**OBJECTIF FIXÉ:** Traduisez en anglais cette phrase du texte extrait : « Depuis toujours, Alep a été un point de passage incontournable sur la Route de la soie. »

Née dans le nord-ouest de la Syrie, elle décrit sa ville natale, Alep, comme étant « le foyer du tarab et des qudud ». « Les qudud sont connus depuis l’époque du prêtre syriaque Mar Ephrem, 306 ap. J.-C. Les marchands du monde entier qui passaient par Alep veillaient ensemble le soir, et chacun fredonnait un air venu de son pays. Les Alépins ne retenaient que l’air musical, puisqu’ils ne comprenaient pas les paroles, en faisaient d’autres chansons. Donc ils changeaient les paroles en les adaptant aux airs d’origine. Les qudud racontent notre histoire et celle de l’humanité. Depuis toujours, Alep a été un point de passage incontournable sur la Route de la soie. Sa place géographique, littéraire et artistique a favorisé son développement économique et social. De tout temps, la Syrie a bénéficié d’une grande diversité culturelle », affirme Baghdoud. Habiter en Egypte n’est pas uniquement un moyen de fuir la guerre ou combattre la peur, ni « un manque de patriotisme », comme peuvent le dire certains. « Je n’aime pas rester les mains croisées. En Egypte, j’ai choisi de réussir ma vie », dit Cybelle Baghdoud, diplômée en sciences naturelles de l’Université d’Alep. Ses années universitaires ont été précédées par une éducation stricte chez les religieuses arméniennes, aux établissements scolaires d’Al-Zanabeq, puis Al-Iman. « A l’école, j’étais chargée d’animer toutes les activités musicales. Je voulais faire des études en musique au Conservatoire de Damas. Néanmoins, mes parents ont refusé que je m’éloigne d’Alep », raconte Baghdoud.

**MATÉRIEL FOURNI:**
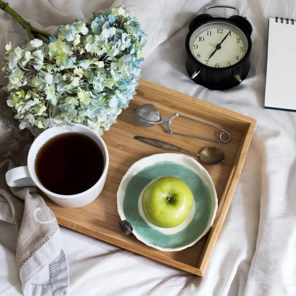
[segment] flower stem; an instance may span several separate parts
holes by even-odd
[[[51,34],[40,31],[31,26],[31,24],[23,19],[18,13],[9,6],[8,3],[0,0],[0,8],[9,13],[24,29],[27,30],[30,40],[39,38],[39,36],[49,38]]]

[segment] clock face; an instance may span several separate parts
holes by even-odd
[[[199,62],[213,68],[235,65],[248,50],[248,40],[236,26],[223,21],[207,23],[191,36],[189,45]]]

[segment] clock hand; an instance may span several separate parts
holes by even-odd
[[[221,44],[225,41],[225,39],[228,37],[228,36],[230,34],[230,32],[231,31],[229,31],[229,32],[226,35],[225,37],[224,37],[224,38],[222,39],[222,41],[216,45],[215,50],[211,54],[211,55],[209,57],[209,60],[215,54],[215,53],[217,51],[218,49],[220,49],[220,48],[221,48]]]
[[[222,41],[220,42],[220,45],[225,41],[225,39],[228,37],[228,36],[230,34],[231,32],[231,31],[229,31],[226,36],[222,39]]]

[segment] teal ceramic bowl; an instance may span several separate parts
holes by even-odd
[[[142,207],[142,196],[147,185],[166,176],[184,181],[194,197],[188,217],[170,228],[150,223]],[[198,241],[213,224],[218,204],[213,180],[206,169],[192,157],[174,153],[154,154],[135,162],[122,178],[117,199],[120,219],[131,223],[136,237],[164,251],[181,251]]]

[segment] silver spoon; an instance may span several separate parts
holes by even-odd
[[[225,153],[220,149],[214,148],[214,147],[207,147],[200,153],[198,153],[189,151],[188,150],[185,150],[170,143],[164,142],[155,139],[150,139],[150,138],[139,137],[138,136],[135,136],[134,138],[136,140],[143,143],[145,143],[153,147],[156,147],[157,148],[160,148],[164,150],[181,152],[191,155],[194,155],[195,156],[198,156],[200,158],[201,162],[207,165],[219,164],[225,159]]]

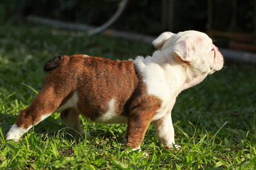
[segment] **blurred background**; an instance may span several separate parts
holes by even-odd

**RÉPONSE RÉDIGÉE:** Aleppo has always been an essential crossing point on the Silk Road.